Task objective:
Report each line below that contains the word "helmet", copying every one in full.

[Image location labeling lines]
-*-

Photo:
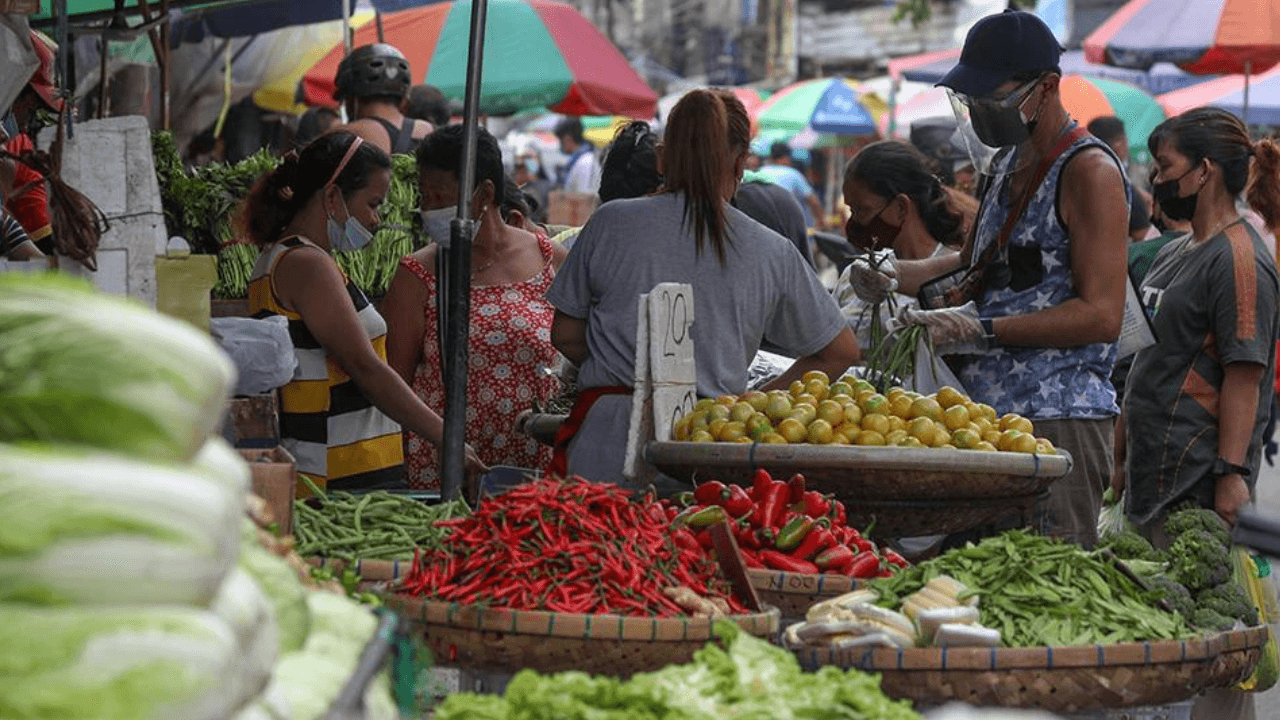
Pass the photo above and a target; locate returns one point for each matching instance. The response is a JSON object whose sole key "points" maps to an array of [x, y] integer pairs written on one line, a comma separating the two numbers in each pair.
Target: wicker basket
{"points": [[905, 491], [507, 641], [792, 593], [1064, 679]]}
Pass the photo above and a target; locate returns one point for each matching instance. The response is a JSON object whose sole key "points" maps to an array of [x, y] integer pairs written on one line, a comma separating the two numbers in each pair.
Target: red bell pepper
{"points": [[816, 505], [833, 556], [711, 493], [787, 563], [865, 565], [817, 541], [795, 487], [759, 483], [772, 507], [739, 504], [794, 532]]}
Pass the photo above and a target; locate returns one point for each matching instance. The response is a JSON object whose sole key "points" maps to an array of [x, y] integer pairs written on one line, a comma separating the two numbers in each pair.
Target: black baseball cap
{"points": [[999, 48]]}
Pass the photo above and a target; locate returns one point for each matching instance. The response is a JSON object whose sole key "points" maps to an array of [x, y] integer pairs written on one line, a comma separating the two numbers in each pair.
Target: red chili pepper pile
{"points": [[784, 527], [567, 546]]}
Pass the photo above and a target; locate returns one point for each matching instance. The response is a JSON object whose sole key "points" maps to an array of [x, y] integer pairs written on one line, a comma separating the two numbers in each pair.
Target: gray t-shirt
{"points": [[763, 290], [1211, 305]]}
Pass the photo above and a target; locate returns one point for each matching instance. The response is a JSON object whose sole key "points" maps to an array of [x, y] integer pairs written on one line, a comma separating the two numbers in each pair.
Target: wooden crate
{"points": [[275, 479]]}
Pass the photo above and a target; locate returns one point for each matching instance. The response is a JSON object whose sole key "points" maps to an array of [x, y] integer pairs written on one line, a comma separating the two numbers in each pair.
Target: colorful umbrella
{"points": [[1200, 36], [827, 105], [1084, 99], [538, 54], [1228, 92]]}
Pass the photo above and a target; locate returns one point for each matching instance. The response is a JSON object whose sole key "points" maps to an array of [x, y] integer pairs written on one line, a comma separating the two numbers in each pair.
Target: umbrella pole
{"points": [[1244, 110], [458, 273]]}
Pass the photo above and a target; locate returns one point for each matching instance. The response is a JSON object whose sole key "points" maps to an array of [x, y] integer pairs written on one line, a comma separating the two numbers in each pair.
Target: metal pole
{"points": [[1244, 110], [458, 270], [346, 26], [63, 54]]}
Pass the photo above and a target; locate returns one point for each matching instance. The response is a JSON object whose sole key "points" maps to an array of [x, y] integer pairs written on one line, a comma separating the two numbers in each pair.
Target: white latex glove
{"points": [[951, 329], [873, 278]]}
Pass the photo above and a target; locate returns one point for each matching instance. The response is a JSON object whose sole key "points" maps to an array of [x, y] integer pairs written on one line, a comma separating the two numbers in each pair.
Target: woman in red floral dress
{"points": [[510, 337]]}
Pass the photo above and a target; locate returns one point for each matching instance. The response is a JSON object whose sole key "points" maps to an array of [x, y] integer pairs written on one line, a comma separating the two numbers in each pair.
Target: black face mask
{"points": [[1174, 206]]}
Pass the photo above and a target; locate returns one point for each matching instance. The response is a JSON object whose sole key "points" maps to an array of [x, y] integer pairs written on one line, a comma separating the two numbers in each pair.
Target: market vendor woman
{"points": [[341, 415], [1198, 400], [749, 283]]}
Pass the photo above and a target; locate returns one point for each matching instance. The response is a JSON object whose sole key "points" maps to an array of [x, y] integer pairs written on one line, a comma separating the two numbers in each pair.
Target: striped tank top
{"points": [[334, 432]]}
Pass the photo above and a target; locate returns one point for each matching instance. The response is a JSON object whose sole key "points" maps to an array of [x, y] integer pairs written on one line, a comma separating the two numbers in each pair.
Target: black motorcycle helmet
{"points": [[373, 71]]}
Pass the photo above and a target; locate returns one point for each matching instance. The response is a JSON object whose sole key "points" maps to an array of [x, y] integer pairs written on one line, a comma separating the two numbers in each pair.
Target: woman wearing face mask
{"points": [[897, 210], [510, 337], [341, 415], [1200, 397]]}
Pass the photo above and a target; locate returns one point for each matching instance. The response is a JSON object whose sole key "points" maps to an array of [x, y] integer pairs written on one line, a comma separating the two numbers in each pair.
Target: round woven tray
{"points": [[905, 491], [1059, 679], [507, 641], [792, 593]]}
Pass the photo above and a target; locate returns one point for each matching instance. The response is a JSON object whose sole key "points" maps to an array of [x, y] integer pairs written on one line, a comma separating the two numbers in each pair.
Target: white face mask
{"points": [[348, 236], [437, 224]]}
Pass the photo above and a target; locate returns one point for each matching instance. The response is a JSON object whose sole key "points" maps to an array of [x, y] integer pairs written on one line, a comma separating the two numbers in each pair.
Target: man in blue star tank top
{"points": [[1028, 313]]}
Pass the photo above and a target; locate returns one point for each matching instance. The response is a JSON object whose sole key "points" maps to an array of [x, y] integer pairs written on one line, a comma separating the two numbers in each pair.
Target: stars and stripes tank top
{"points": [[337, 436]]}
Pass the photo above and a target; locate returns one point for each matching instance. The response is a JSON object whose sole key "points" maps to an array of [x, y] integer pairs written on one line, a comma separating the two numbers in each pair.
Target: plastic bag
{"points": [[263, 351]]}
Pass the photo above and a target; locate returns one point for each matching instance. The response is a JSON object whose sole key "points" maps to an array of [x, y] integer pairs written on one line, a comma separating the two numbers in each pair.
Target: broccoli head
{"points": [[1197, 519], [1206, 619], [1200, 561], [1130, 546], [1230, 600], [1171, 592]]}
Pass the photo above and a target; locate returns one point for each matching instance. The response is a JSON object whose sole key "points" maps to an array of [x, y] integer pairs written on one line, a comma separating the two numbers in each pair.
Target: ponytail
{"points": [[707, 132], [280, 194], [1264, 188]]}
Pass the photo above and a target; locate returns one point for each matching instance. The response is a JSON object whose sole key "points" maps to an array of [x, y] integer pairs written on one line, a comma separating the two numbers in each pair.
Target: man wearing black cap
{"points": [[1032, 306]]}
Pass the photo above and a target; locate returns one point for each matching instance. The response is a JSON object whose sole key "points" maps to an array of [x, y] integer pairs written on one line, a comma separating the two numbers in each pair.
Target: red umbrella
{"points": [[538, 54], [1200, 36]]}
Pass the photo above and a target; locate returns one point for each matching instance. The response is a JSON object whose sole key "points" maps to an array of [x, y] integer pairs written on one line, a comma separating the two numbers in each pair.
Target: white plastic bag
{"points": [[263, 351]]}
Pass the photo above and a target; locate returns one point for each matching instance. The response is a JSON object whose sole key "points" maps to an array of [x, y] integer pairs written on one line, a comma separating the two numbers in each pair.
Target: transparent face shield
{"points": [[991, 130]]}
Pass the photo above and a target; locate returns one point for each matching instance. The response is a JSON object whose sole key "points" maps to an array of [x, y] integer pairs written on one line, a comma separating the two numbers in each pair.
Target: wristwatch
{"points": [[1221, 468], [988, 332]]}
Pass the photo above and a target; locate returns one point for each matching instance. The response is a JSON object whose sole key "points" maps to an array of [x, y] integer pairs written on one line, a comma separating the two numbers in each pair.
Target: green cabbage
{"points": [[283, 589], [115, 662], [97, 528], [750, 680], [86, 368]]}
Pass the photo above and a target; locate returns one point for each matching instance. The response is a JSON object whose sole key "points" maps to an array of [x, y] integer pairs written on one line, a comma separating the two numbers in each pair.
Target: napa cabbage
{"points": [[87, 368]]}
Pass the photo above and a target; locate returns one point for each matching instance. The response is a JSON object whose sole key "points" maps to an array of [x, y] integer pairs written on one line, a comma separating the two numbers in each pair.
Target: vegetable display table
{"points": [[904, 491], [499, 639], [1060, 679]]}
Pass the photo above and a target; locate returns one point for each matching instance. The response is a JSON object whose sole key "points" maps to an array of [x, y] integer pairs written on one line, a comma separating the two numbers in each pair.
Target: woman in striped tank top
{"points": [[341, 415]]}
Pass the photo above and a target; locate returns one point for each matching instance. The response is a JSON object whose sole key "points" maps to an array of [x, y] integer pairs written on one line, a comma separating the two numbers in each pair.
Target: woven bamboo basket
{"points": [[792, 593], [905, 491], [1059, 679], [507, 641]]}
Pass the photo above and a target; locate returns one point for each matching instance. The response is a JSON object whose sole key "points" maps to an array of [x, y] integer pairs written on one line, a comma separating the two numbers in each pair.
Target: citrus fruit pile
{"points": [[850, 411]]}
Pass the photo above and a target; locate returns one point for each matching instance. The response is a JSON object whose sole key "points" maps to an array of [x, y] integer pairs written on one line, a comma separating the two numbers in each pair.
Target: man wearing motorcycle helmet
{"points": [[373, 82]]}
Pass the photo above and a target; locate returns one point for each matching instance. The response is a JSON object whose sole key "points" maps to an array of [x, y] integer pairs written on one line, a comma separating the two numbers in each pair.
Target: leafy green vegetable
{"points": [[96, 528], [750, 679], [114, 664], [283, 589], [1038, 591], [86, 368]]}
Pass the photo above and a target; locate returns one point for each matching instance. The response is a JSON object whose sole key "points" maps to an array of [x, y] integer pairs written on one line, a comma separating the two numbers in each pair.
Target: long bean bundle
{"points": [[376, 525]]}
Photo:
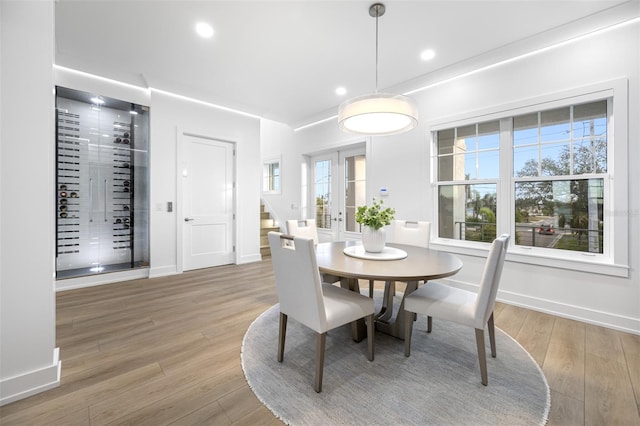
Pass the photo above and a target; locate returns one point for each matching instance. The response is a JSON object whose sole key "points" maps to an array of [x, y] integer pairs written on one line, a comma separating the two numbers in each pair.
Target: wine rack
{"points": [[96, 201]]}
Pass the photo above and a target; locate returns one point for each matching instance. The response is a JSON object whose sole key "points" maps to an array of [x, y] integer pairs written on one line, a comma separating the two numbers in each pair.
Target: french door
{"points": [[338, 186]]}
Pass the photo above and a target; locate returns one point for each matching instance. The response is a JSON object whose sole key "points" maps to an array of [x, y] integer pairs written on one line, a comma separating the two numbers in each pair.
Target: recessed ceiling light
{"points": [[427, 54], [204, 30]]}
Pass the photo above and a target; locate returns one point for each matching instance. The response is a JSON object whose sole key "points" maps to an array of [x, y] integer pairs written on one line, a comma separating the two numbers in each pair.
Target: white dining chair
{"points": [[302, 296], [462, 306], [307, 228]]}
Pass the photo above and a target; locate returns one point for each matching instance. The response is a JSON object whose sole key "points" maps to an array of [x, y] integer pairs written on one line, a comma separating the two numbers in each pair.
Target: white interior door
{"points": [[208, 203], [338, 187]]}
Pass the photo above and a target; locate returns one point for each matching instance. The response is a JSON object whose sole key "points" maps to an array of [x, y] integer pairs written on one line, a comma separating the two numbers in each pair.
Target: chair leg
{"points": [[320, 341], [482, 356], [282, 331], [492, 336], [408, 327], [371, 330]]}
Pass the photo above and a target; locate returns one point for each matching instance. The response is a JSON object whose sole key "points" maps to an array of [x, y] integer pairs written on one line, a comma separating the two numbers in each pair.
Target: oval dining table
{"points": [[420, 264]]}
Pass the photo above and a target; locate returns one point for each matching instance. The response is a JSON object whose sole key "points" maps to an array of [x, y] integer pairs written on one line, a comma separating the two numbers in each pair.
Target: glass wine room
{"points": [[102, 196]]}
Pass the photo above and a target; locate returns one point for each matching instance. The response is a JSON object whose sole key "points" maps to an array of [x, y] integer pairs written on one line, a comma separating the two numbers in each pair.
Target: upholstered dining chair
{"points": [[462, 306], [307, 228], [302, 296]]}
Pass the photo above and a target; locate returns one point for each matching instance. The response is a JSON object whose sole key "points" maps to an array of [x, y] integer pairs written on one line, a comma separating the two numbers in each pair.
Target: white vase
{"points": [[373, 240]]}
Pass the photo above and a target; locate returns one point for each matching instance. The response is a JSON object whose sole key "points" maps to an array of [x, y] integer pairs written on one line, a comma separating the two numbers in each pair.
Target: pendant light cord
{"points": [[377, 15]]}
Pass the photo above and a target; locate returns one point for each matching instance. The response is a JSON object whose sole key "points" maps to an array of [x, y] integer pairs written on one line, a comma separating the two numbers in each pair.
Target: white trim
{"points": [[163, 271], [33, 382], [100, 279], [563, 310], [265, 163]]}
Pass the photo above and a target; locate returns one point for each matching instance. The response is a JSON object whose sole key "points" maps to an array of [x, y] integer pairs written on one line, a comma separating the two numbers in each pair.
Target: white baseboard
{"points": [[163, 271], [99, 279], [31, 383], [248, 259], [564, 310]]}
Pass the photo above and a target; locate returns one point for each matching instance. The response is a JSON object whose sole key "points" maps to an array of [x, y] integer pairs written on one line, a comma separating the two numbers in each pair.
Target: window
{"points": [[468, 172], [271, 177], [541, 170], [560, 166]]}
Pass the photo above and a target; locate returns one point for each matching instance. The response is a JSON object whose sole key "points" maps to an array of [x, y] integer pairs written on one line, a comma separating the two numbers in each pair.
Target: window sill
{"points": [[518, 254]]}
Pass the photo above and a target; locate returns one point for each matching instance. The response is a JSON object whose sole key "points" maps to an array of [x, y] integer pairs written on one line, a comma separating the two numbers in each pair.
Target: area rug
{"points": [[439, 384]]}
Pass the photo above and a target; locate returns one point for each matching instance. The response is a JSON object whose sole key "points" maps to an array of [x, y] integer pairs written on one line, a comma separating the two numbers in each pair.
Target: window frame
{"points": [[268, 177], [614, 259]]}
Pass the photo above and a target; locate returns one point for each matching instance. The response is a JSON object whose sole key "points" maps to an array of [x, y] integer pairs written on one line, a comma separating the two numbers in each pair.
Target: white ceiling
{"points": [[283, 60]]}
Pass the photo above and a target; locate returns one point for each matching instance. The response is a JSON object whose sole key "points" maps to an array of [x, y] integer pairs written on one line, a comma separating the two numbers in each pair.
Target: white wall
{"points": [[401, 163], [28, 356]]}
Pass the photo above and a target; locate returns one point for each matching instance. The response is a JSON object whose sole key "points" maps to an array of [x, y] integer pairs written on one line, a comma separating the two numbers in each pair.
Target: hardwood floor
{"points": [[167, 351]]}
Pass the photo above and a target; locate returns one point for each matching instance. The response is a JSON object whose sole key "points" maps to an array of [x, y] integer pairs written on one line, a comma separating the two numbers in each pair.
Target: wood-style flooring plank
{"points": [[535, 333], [564, 363], [609, 397]]}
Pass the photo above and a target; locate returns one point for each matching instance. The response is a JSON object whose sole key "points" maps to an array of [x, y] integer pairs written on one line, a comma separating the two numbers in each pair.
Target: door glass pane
{"points": [[322, 193], [354, 193]]}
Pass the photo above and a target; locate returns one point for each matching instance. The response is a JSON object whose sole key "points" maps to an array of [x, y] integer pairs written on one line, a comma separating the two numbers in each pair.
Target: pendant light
{"points": [[378, 113]]}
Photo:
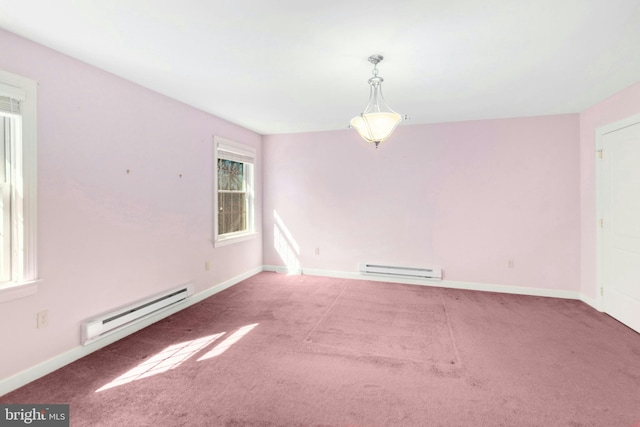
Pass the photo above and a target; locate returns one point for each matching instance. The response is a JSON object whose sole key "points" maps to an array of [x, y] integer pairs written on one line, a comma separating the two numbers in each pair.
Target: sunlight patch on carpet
{"points": [[176, 354], [228, 342], [169, 358]]}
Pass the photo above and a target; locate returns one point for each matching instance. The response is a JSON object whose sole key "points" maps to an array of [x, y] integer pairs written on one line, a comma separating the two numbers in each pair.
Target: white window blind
{"points": [[229, 151]]}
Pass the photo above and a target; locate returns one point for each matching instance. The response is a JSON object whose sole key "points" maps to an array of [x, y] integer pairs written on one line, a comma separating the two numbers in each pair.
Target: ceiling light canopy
{"points": [[378, 121]]}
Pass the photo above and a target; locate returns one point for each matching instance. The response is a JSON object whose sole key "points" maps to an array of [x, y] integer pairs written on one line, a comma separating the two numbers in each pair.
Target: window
{"points": [[234, 184], [18, 180]]}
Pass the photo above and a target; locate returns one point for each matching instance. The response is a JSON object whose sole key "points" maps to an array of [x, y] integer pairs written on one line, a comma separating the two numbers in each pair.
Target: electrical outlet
{"points": [[42, 319]]}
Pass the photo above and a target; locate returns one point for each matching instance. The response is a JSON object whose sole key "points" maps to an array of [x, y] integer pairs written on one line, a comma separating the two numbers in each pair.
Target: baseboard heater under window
{"points": [[108, 323], [395, 271]]}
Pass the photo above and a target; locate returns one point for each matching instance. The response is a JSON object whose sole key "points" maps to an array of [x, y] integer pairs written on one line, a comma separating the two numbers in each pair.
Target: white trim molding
{"points": [[18, 380], [451, 284]]}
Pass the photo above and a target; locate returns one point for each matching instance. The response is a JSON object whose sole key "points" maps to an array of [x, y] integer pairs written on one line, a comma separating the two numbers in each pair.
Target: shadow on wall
{"points": [[285, 245]]}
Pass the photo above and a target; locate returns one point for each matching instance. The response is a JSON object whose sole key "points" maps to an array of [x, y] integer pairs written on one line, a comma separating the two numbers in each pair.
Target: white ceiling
{"points": [[281, 66]]}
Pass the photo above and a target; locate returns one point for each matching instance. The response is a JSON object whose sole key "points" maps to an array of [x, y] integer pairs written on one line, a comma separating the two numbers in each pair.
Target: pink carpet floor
{"points": [[279, 350]]}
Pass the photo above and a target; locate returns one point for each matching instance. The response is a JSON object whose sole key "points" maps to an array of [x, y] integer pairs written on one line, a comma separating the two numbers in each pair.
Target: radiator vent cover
{"points": [[397, 271], [110, 322]]}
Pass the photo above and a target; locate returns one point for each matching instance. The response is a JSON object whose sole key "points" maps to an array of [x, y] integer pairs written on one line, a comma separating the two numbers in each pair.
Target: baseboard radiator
{"points": [[406, 272], [109, 323]]}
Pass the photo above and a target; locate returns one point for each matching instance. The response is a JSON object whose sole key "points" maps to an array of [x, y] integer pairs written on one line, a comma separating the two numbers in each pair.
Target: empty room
{"points": [[212, 216]]}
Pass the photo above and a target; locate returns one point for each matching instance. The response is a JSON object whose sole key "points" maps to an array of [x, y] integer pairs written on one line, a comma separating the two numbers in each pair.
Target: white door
{"points": [[621, 224]]}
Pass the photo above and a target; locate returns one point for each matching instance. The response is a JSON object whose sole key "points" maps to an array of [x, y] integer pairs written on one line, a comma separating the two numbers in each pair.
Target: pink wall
{"points": [[467, 197], [108, 238], [622, 105]]}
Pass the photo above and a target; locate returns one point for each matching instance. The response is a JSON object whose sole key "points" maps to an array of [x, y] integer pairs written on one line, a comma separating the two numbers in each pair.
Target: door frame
{"points": [[601, 132]]}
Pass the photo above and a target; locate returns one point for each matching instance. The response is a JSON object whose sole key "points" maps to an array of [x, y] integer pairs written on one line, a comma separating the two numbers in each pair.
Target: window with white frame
{"points": [[18, 178], [235, 191]]}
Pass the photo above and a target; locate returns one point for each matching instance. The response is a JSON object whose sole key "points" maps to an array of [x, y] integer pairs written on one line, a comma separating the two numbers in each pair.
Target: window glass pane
{"points": [[236, 177], [223, 174]]}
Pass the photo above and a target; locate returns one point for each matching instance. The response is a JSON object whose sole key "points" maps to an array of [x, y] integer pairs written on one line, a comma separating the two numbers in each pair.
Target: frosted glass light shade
{"points": [[376, 127]]}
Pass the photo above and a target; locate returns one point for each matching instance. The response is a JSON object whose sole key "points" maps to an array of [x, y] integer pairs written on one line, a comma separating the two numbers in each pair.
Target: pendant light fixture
{"points": [[378, 121]]}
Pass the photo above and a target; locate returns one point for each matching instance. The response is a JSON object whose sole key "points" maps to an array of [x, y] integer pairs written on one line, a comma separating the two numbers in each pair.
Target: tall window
{"points": [[17, 180], [235, 191]]}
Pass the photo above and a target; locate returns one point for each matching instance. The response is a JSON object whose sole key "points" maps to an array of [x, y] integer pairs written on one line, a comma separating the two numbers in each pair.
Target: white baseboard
{"points": [[18, 380], [473, 286], [22, 378]]}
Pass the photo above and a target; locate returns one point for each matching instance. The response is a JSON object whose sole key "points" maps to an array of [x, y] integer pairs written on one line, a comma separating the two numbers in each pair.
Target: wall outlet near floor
{"points": [[42, 319]]}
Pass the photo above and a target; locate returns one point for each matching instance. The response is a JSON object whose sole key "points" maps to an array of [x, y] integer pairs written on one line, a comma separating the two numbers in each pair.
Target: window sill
{"points": [[19, 290], [224, 241]]}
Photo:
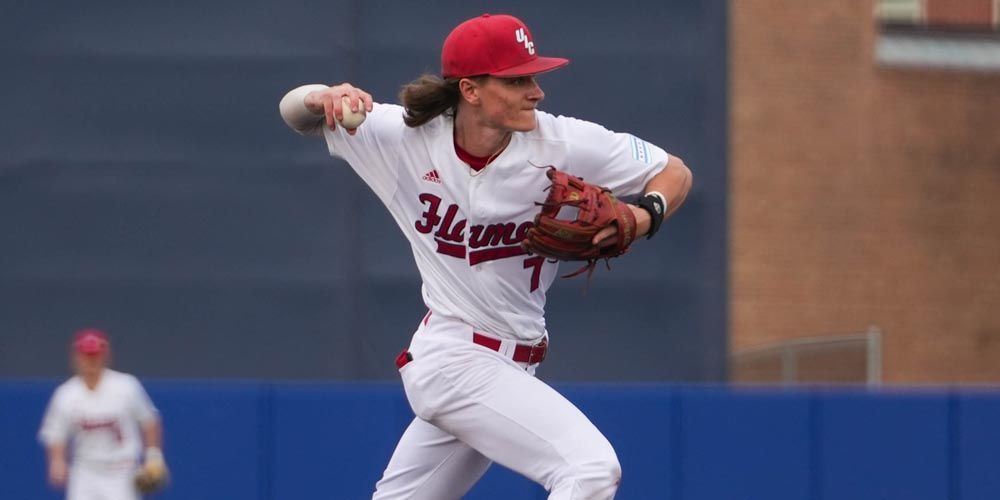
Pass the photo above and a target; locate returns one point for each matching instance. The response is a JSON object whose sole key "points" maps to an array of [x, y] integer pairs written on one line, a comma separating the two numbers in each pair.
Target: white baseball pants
{"points": [[96, 482], [474, 407]]}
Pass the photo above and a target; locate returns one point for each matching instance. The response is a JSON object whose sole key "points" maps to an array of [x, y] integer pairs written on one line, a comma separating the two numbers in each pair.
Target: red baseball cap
{"points": [[90, 341], [499, 45]]}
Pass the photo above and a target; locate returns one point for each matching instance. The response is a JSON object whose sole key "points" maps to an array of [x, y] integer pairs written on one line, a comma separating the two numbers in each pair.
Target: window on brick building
{"points": [[948, 34], [944, 15]]}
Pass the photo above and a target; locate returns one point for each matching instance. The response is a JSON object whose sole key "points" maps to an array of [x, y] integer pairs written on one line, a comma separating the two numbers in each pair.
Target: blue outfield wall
{"points": [[264, 441]]}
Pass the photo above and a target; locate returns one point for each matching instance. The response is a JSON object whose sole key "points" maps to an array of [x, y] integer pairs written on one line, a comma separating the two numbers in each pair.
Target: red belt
{"points": [[530, 354]]}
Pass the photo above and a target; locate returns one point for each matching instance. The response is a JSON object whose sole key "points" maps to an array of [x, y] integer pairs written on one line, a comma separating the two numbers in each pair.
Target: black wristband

-*-

The completed task:
Target: black motorcycle helmet
Target: man wearing motorcycle helmet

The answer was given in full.